# Job:
Revise the data so that every "Query" becomes "Target", keeping all other text unchanged. Leave the pictures out of your version.

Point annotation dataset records

════

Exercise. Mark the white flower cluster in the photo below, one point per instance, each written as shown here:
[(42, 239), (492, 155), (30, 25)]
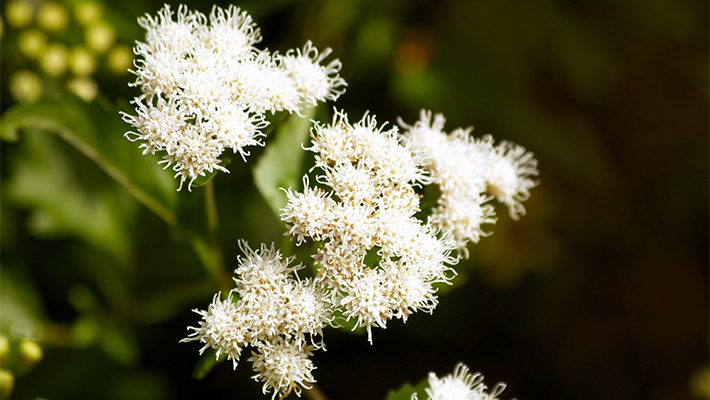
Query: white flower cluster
[(470, 172), (206, 88), (368, 212), (460, 385), (273, 311)]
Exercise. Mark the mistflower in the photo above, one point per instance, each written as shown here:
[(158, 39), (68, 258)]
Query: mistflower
[(283, 367), (367, 213), (274, 312), (217, 86), (460, 385), (470, 172)]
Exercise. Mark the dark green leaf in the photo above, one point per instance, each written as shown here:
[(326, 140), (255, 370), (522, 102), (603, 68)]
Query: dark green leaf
[(206, 363), (98, 134), (280, 165), (406, 391)]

════

# Exercise solution:
Exercise. Mark the white flower cluster in the photo below, one point per instance, each written as shown here:
[(42, 239), (492, 155), (30, 25)]
Target: white flower cluster
[(470, 172), (206, 88), (368, 212), (460, 385), (273, 311)]
Exercise. Mark the mistflower in the photo above, one point per instance, each written as shown here:
[(158, 39), (68, 258)]
Target: mistflower
[(283, 367), (367, 213), (274, 312), (217, 86), (460, 385), (470, 172)]
Exercise. Mark the dark green leaf in the photo above, one point per instance, each written as shown here:
[(326, 140), (255, 370), (522, 102), (603, 68)]
Target: dark green leaf
[(206, 363), (98, 134), (280, 165), (406, 391)]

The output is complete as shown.